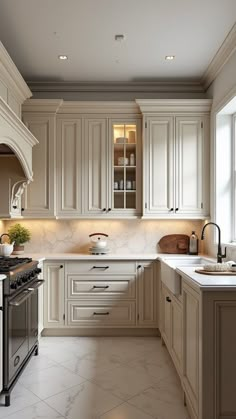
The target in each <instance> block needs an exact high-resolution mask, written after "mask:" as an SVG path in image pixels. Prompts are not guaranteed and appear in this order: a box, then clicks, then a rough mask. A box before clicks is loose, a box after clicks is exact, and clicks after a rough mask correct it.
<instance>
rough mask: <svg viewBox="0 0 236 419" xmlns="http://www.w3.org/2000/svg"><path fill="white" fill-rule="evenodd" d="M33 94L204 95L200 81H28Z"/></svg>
mask: <svg viewBox="0 0 236 419" xmlns="http://www.w3.org/2000/svg"><path fill="white" fill-rule="evenodd" d="M27 83H28V86H29V87H30V89H31V91H32V92H33V93H42V92H45V93H48V92H54V93H55V92H57V93H59V92H60V93H65V92H77V93H78V92H90V93H91V92H111V93H112V92H114V93H117V92H119V93H121V92H125V93H128V92H140V93H141V92H142V93H159V92H181V93H186V92H187V93H204V88H203V87H202V85H201V83H200V81H198V80H196V81H155V82H148V81H147V82H135V81H134V82H129V83H128V82H127V83H126V82H101V83H95V82H50V81H46V82H43V81H27Z"/></svg>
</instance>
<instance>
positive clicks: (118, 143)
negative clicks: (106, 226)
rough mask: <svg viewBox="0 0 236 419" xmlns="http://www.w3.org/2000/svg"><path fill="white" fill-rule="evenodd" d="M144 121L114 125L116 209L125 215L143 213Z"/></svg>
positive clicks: (113, 160)
mask: <svg viewBox="0 0 236 419" xmlns="http://www.w3.org/2000/svg"><path fill="white" fill-rule="evenodd" d="M140 122H141V121H139V120H135V121H134V120H133V121H132V120H131V121H130V120H129V121H128V120H127V121H125V122H124V121H122V122H121V121H113V122H112V153H113V156H112V185H111V189H112V210H113V211H114V212H120V213H121V214H125V215H140V211H141V205H140V204H141V202H140V198H141V166H140V160H141V159H140V157H141V155H140V153H141V150H140V128H141V127H140V125H141V124H140Z"/></svg>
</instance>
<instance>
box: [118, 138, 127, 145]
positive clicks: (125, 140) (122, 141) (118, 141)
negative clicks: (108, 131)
mask: <svg viewBox="0 0 236 419" xmlns="http://www.w3.org/2000/svg"><path fill="white" fill-rule="evenodd" d="M116 143H117V144H124V143H128V138H127V137H117V138H116Z"/></svg>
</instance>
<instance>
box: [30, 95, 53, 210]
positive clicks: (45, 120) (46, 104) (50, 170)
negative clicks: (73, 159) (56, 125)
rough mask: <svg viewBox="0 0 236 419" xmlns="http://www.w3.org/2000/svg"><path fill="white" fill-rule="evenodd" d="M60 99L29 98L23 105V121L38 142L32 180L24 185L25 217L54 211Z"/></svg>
mask: <svg viewBox="0 0 236 419" xmlns="http://www.w3.org/2000/svg"><path fill="white" fill-rule="evenodd" d="M60 102H61V101H58V100H51V99H48V100H42V101H41V100H38V99H30V100H28V101H27V102H26V103H25V104H24V106H23V122H24V123H25V125H26V126H27V128H28V129H29V130H30V131H31V132H32V133H33V134H34V136H35V137H36V138H37V140H38V144H37V145H36V146H35V147H34V148H33V156H32V158H33V161H32V166H33V180H34V181H33V182H31V184H30V185H29V186H28V187H27V189H26V191H25V194H24V200H23V202H22V206H23V207H24V217H25V218H52V217H55V215H56V207H55V193H56V186H55V182H56V177H55V173H56V111H57V108H58V106H59V104H60Z"/></svg>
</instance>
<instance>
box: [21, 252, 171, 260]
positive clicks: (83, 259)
mask: <svg viewBox="0 0 236 419" xmlns="http://www.w3.org/2000/svg"><path fill="white" fill-rule="evenodd" d="M20 256H22V257H29V258H32V259H34V260H38V261H43V260H94V259H96V260H97V259H99V260H100V259H101V260H109V259H110V260H155V259H159V258H160V257H163V256H164V254H161V253H134V254H132V253H124V254H121V253H109V254H107V255H89V254H87V253H50V254H47V253H45V254H42V253H24V254H23V255H20Z"/></svg>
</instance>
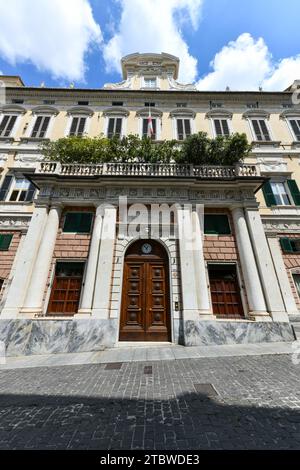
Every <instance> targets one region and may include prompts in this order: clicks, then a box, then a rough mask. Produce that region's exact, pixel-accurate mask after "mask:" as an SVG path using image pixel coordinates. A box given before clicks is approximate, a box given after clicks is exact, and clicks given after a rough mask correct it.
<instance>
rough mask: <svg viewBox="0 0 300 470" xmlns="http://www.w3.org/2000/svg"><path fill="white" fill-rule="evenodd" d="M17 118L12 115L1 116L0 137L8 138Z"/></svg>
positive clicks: (13, 115) (12, 128) (9, 135)
mask: <svg viewBox="0 0 300 470" xmlns="http://www.w3.org/2000/svg"><path fill="white" fill-rule="evenodd" d="M16 120H17V116H14V115H6V116H3V118H2V121H1V124H0V137H9V136H10V134H11V132H12V130H13V127H14V125H15V123H16Z"/></svg>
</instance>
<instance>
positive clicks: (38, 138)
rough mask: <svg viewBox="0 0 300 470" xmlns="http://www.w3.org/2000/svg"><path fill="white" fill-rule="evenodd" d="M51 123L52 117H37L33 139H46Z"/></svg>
mask: <svg viewBox="0 0 300 470" xmlns="http://www.w3.org/2000/svg"><path fill="white" fill-rule="evenodd" d="M49 122H50V116H37V118H36V121H35V123H34V126H33V131H32V133H31V137H36V138H38V139H42V138H44V137H45V135H46V132H47V129H48V126H49Z"/></svg>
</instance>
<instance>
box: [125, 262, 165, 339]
mask: <svg viewBox="0 0 300 470" xmlns="http://www.w3.org/2000/svg"><path fill="white" fill-rule="evenodd" d="M168 295H169V292H168V266H167V260H165V259H160V257H159V256H153V255H150V256H148V255H146V256H142V255H138V254H137V255H131V256H128V257H126V258H125V263H124V278H123V291H122V306H121V323H120V340H123V341H170V316H169V299H168Z"/></svg>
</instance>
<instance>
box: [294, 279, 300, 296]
mask: <svg viewBox="0 0 300 470" xmlns="http://www.w3.org/2000/svg"><path fill="white" fill-rule="evenodd" d="M293 279H294V283H295V286H296V289H297V294H298V296H299V297H300V274H293Z"/></svg>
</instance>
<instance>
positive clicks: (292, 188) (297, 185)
mask: <svg viewBox="0 0 300 470" xmlns="http://www.w3.org/2000/svg"><path fill="white" fill-rule="evenodd" d="M287 184H288V187H289V190H290V192H291V195H292V198H293V199H294V203H295V205H296V206H300V193H299V189H298V185H297V182H296V181H295V180H287Z"/></svg>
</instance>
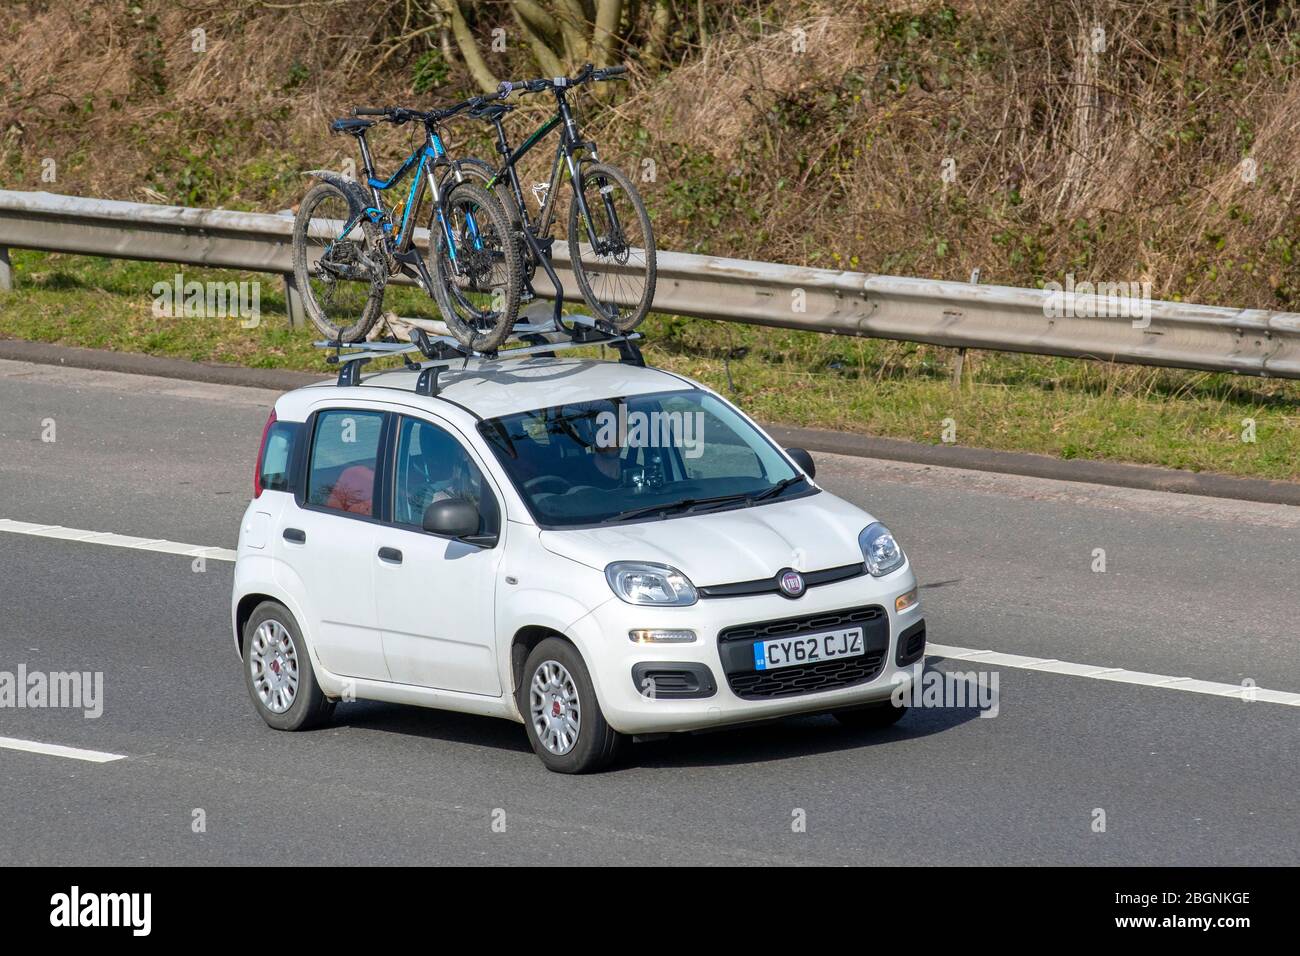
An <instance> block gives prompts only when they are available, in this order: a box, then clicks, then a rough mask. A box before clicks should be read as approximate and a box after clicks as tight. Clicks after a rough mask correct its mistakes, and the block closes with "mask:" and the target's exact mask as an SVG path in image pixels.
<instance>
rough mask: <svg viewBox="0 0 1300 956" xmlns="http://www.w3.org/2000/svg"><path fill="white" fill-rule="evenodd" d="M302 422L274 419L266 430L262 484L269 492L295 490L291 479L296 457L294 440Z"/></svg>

- EXERCISE PROMPT -
Identify every line of the records that contains the word "block", and copy each of those lines.

- COMPLETED TASK -
The target in each <instance> block needs an exact high-resolution mask, written after "mask:" as an SVG path in image pixels. Prompts are not guaranteed and appear in this order: a box, then clicks, then a rough mask. A box before clicks is loose, a box after clicks is exact, and clicks after a rough mask correct it.
An <instance> block gives prompts only when they are available, in this order: a box, then clicks, then a rough mask. A box before clicks should be read as approximate and a box after clicks as tight. Clicks after a rough mask correct its mistakes, and the block closes with "mask:" and the target's exact mask as an SVG path in image pixels.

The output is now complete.